Estratto della fonte
*****

La mano tesa dal mondo islamico all’occidente cristiano e speranza dí pace ma i dubbi e i rischi sono tanti - Blitzquotidiano.it (foto ANSA)
La mano tesa dal mondo dell’islam all’occidente cristiano fa bene sperare in un futuro dí pace.
La foto di Papa Leone che stringe la mano al presidente turco Recep Erdoğan, 10 anni dopo i due incontri fra lo stesso Erdoğan e Francesco ha un alto valore simbolico, ho scritto sul Secolo XIX di Genova.
Quella foto segna la fine di un mondo, non solo nelle nella sostanza, ma anche nell’immagine.
Conferma la volontà di chiudere 1500 anni di ostilità fra le due principali religioni del mondo. Francesco, dopo le chiusure teologiche di Benedetto, avviò il dialogo con l’Islam. Leone ha subito incaricato del dialogo un irlandese dell’ordine di San Colombano (quello di Bobbio).
Sul fronte musulmano siamo in presenza di un notevole attivismo. Lato turco, Erdogan vuole ritrovare il ruolo di grande potenza come era ai tempi dei grandi sultani, prima che la scoperta dell’America scardinasse le millenarie rotte mercantili e facesse saltare il prezzo dell’argento.
Gli arabi invece cercano nell’Occidente più laico che cristiano l’uscita dall’isolamento che li ha confinati ai limiti del mondo.
La foto di Giorgia Meloni accolta sul tappeto rosso all’aeroporto di Manama dal principe ereditario del Bahrein Salman bin Hamad al-Khalifa e la notizia che l’Italia da quelle parti gode di alta stima sono un altro simbolo positivo.
Anche se poi non ci sono tutti gli elementi chiari per bene sperare.
Pensiamo ancora all’attentato dell’11 settembre del 2001, speriamo nella pentimento e nella conversione alla coesistenza pacifica da parte degli arabi sauditi, assistiamo però a una espansione della propaganda islamica attraverso le serie TV turche sulle origini dell’impero ottomano e l’attivismo saudita.
Nei confini dell’Unione Europea, nonché in Gran Bretagna, dalla Germania alla Francia, dalla Spagna al Portogallo, vivono e lavorano milioni di musulmani.

*****

Dati forniti

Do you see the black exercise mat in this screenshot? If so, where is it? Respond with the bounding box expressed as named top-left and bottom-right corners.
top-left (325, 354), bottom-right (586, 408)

*****

Completa quanto segue
a: Nell'articolo sul dialogo tra islam e occidente, da chi è stata accolta Giorgia Meloni all'aeroporto di Manama?
b: Riprendi l'articolo sul dialogo tra islam e occidente dal punto in cui si interrompe.
Per svolgere queste attività l'elenco non serve.

Risposte attese
a: Dal principe ereditario del Bahrein Salman bin Hamad al-Khalifa.

b:
L’assurda e ipocrita idea delle radici cristiane dell’Europa tanto cara a Ratzinger, viene definitivamente accantonata dalla cancellazione dei presepi e dalla constatazione che in molte classi la maggioranza non cristiana è schiacciante.
Per ora si accontentano di pregare nelle loro moschee e di uccidere qualche ragazza riottosa (ma noi, che un po’ di diritto pre e non cristiano lo abbiamo incorporato nel delitto d’onore, abbiamo poco da scandalizzarci).
Cosa potrebbe succedere quando quei milioni di persone, ormai parte integrante e portante del nostro sistema economico, chiedessero un ruolo adeguato per la loro religione?
Sono passati poco più 500 anni da quando il pirata Dragut devastò Rapallo e ne deportò come schiavi la maggior parte degli abitanti. A quel tempo Dragut e il suo maestro di pirateria Barbarossa erano il terrore delle nostre coste, per un periodo si erano installati dalle parti di Montecarlo, da dove partivano le scorrerie fino alle Cinque Terre.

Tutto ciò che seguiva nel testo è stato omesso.